### Provided data:
---

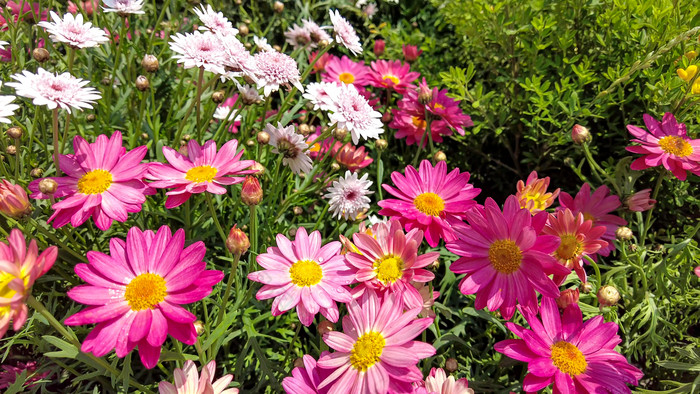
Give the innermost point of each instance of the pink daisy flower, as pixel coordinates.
(575, 356)
(596, 207)
(344, 70)
(577, 238)
(665, 143)
(20, 267)
(505, 258)
(304, 274)
(134, 293)
(387, 261)
(54, 90)
(202, 170)
(430, 199)
(102, 180)
(376, 352)
(392, 75)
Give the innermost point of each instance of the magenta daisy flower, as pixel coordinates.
(505, 258)
(102, 180)
(134, 293)
(575, 356)
(202, 170)
(387, 261)
(666, 143)
(304, 274)
(596, 207)
(344, 70)
(376, 352)
(392, 75)
(429, 199)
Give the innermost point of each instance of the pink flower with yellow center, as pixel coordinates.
(202, 170)
(430, 199)
(305, 275)
(596, 207)
(577, 238)
(533, 194)
(102, 181)
(505, 257)
(575, 356)
(134, 293)
(20, 266)
(665, 143)
(376, 352)
(387, 261)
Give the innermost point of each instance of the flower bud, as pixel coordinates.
(251, 192)
(237, 241)
(580, 135)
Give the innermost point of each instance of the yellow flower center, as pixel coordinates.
(305, 273)
(203, 173)
(346, 78)
(95, 182)
(145, 291)
(389, 268)
(675, 145)
(568, 358)
(429, 203)
(505, 256)
(367, 350)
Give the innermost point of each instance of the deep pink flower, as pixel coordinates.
(102, 180)
(134, 293)
(505, 257)
(666, 143)
(575, 356)
(430, 199)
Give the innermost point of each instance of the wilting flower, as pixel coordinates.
(304, 274)
(532, 194)
(102, 180)
(576, 357)
(665, 143)
(344, 33)
(348, 195)
(54, 90)
(20, 267)
(430, 199)
(202, 170)
(376, 352)
(72, 31)
(505, 257)
(596, 207)
(388, 262)
(188, 382)
(134, 293)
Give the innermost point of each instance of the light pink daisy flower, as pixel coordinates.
(376, 352)
(54, 90)
(188, 382)
(134, 293)
(273, 69)
(345, 33)
(575, 356)
(596, 207)
(344, 70)
(430, 199)
(666, 143)
(304, 274)
(505, 258)
(199, 50)
(19, 268)
(202, 170)
(578, 238)
(387, 261)
(102, 180)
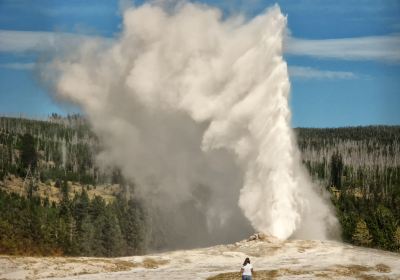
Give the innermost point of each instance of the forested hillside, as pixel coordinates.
(360, 166)
(55, 200)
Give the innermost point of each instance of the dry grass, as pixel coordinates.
(382, 268)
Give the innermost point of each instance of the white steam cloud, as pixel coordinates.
(194, 109)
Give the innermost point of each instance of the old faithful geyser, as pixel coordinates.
(194, 107)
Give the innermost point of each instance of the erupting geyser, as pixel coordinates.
(185, 101)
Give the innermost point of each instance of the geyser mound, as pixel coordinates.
(194, 109)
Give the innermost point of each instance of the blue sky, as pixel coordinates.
(343, 55)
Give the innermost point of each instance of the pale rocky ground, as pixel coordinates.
(273, 259)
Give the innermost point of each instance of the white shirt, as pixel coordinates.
(247, 269)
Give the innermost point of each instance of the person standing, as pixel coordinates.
(246, 270)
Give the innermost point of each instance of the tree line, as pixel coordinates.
(80, 226)
(360, 166)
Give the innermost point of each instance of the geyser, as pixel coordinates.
(194, 108)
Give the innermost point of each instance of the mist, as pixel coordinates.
(193, 108)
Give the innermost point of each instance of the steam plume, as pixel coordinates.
(194, 109)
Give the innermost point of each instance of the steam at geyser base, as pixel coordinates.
(193, 108)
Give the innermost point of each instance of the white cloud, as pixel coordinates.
(18, 66)
(378, 48)
(313, 73)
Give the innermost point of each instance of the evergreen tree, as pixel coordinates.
(361, 235)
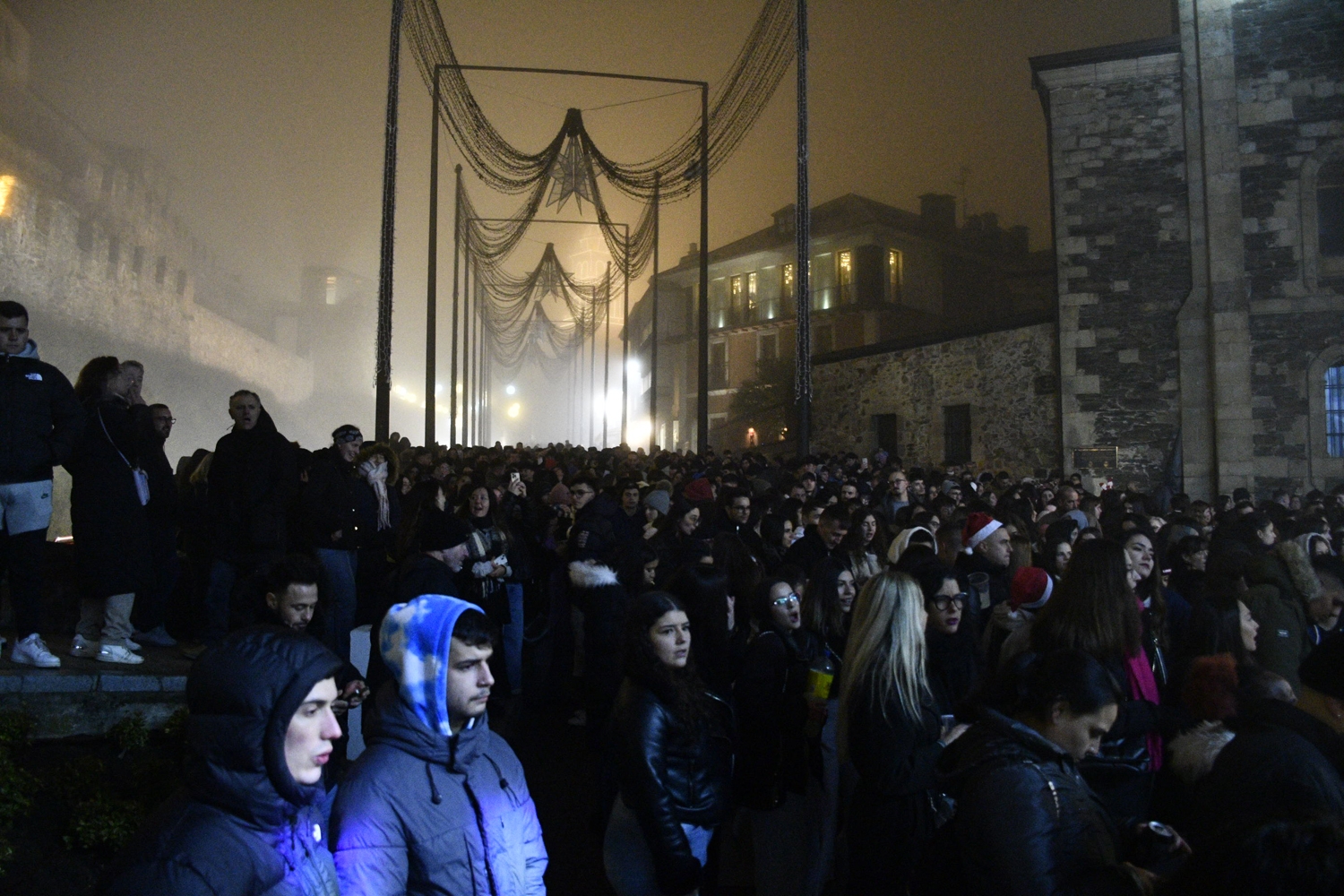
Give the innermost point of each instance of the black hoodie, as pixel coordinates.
(242, 825)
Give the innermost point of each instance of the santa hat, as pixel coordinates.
(1031, 587)
(978, 527)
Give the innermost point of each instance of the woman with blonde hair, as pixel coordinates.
(892, 732)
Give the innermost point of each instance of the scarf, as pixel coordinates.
(375, 471)
(1144, 686)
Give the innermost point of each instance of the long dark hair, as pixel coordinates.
(679, 689)
(1094, 610)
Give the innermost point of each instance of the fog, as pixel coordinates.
(269, 118)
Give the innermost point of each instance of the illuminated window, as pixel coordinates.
(1335, 411)
(844, 276)
(895, 274)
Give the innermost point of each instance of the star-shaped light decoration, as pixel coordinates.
(570, 177)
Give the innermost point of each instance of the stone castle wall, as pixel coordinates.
(1007, 378)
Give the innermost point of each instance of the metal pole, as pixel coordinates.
(607, 358)
(432, 289)
(625, 343)
(453, 381)
(803, 228)
(702, 418)
(653, 325)
(383, 344)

---

### What to work on:
Could you set down every entry above exactly as it stands, with no images?

### Answer section:
Give the innermost point of each instance of the pink daisy flower, as pixel coordinates.
(575, 356)
(596, 207)
(344, 70)
(577, 238)
(665, 143)
(20, 267)
(505, 258)
(304, 274)
(134, 293)
(387, 261)
(54, 90)
(202, 170)
(430, 199)
(102, 180)
(376, 352)
(392, 75)
Give the innermost point of each instance of the magenta daisy flower, as pixel coordinates.
(505, 258)
(102, 180)
(134, 293)
(575, 356)
(202, 170)
(387, 261)
(666, 143)
(304, 274)
(596, 207)
(344, 70)
(376, 352)
(392, 75)
(429, 199)
Give the innermost point of each instance of the pink flower with yellow center, as pixel coordinates.
(202, 170)
(430, 199)
(305, 275)
(596, 207)
(577, 238)
(533, 194)
(102, 181)
(505, 257)
(575, 356)
(134, 293)
(20, 266)
(665, 143)
(376, 352)
(387, 261)
Give the innermost point of each instance of the flower bud, as pixel coordinates.
(251, 192)
(237, 241)
(580, 135)
Give the innermost point of each instance of the yellow flower center, as pixel coordinates.
(305, 273)
(203, 173)
(346, 78)
(95, 182)
(145, 291)
(389, 268)
(675, 145)
(568, 358)
(429, 203)
(505, 256)
(367, 350)
Give the innermost point of each instance of the deep pink flower, as pixel coordinates.
(102, 180)
(134, 293)
(505, 257)
(666, 143)
(575, 356)
(430, 199)
Give the innermost point of each instance of the wilting flower, as pixel coordinates.
(304, 274)
(532, 194)
(102, 180)
(576, 357)
(665, 143)
(344, 33)
(348, 195)
(54, 90)
(20, 267)
(430, 199)
(202, 170)
(376, 352)
(72, 31)
(505, 257)
(596, 207)
(388, 262)
(188, 382)
(134, 293)
Give the innermost point of each instance of the light pink daisy flower, as pixel coordinates.
(376, 352)
(54, 90)
(188, 382)
(134, 293)
(273, 69)
(345, 33)
(575, 356)
(596, 207)
(344, 70)
(430, 199)
(666, 143)
(304, 274)
(505, 258)
(199, 50)
(19, 268)
(202, 170)
(578, 238)
(387, 261)
(102, 180)
Give the innermost point of each instance of the forested hillside, as pixel coordinates.
(360, 166)
(55, 200)
Give the innermost point of each instance of the dry grass, as pixel coordinates.
(382, 268)
Give the innermost point of each instance of the white steam cloud, as pixel coordinates.
(194, 109)
Give the innermost point of each instance of the old faithful geyser, as pixel coordinates.
(194, 107)
Give the innermost point of each instance of the erupting geyser, as pixel coordinates.
(185, 101)
Give the innermost point of each instance of the geyser mound, as pixel coordinates.
(194, 109)
Give the innermost point of each instance of the blue sky, as pixel coordinates.
(343, 55)
Give the innermost point of each instance of the pale rocky ground, as pixel coordinates.
(273, 259)
Give the innermost point of each instance of the white shirt, as pixel coordinates.
(247, 269)
Give the innermost point of each instance of the person standing, as pixel coordinates.
(246, 270)
Give the innermost point of each instance of the tree line, as pixel coordinates.
(80, 226)
(360, 166)
Give the innermost point of each instance of the geyser, as pixel coordinates.
(194, 108)
Give the innermost point of each instance of the mist, as pixel coordinates.
(193, 108)
Give the innermost point of each instance of the steam plume, as pixel coordinates.
(194, 109)
Give the innermost point of each instance of the steam at geyser base, as pixel coordinates.
(193, 108)
Give the innermost point of each instance of the white cloud, as pixel coordinates.
(18, 66)
(378, 48)
(313, 73)
Give the innermost point of each instance of the evergreen tree, as pixel coordinates.
(361, 235)
Give the innermost point of each instance of the black hoodie, as pixel coordinates.
(242, 825)
Give the innermost point of each instance of the santa hat, as pixel coordinates.
(1031, 587)
(978, 527)
Give the innermost point of each instance of the woman with blonde hair, as pixel coordinates.
(892, 732)
Give the innermost point of each instance of the scarf, as pixel coordinates.
(375, 471)
(1144, 686)
Give the innermost point of each instance of the long dark hair, as pixel coordinates.
(679, 689)
(1094, 610)
Give the innermost point of each instance of the fog, as pixel coordinates.
(269, 118)
Give the innermost point of each instance of the illuminated window, as pixel coordinates.
(1335, 411)
(844, 276)
(895, 274)
Give the innermost point of each instance of the star-shaped light decoration, as pixel coordinates.
(570, 177)
Give the innermost point of each instance of the stone castle wall, as pixel coordinates.
(1007, 378)
Give the innermost point of each instance of the metal pole, as pixel coordinates.
(607, 358)
(432, 289)
(625, 343)
(453, 381)
(803, 228)
(702, 418)
(653, 325)
(383, 344)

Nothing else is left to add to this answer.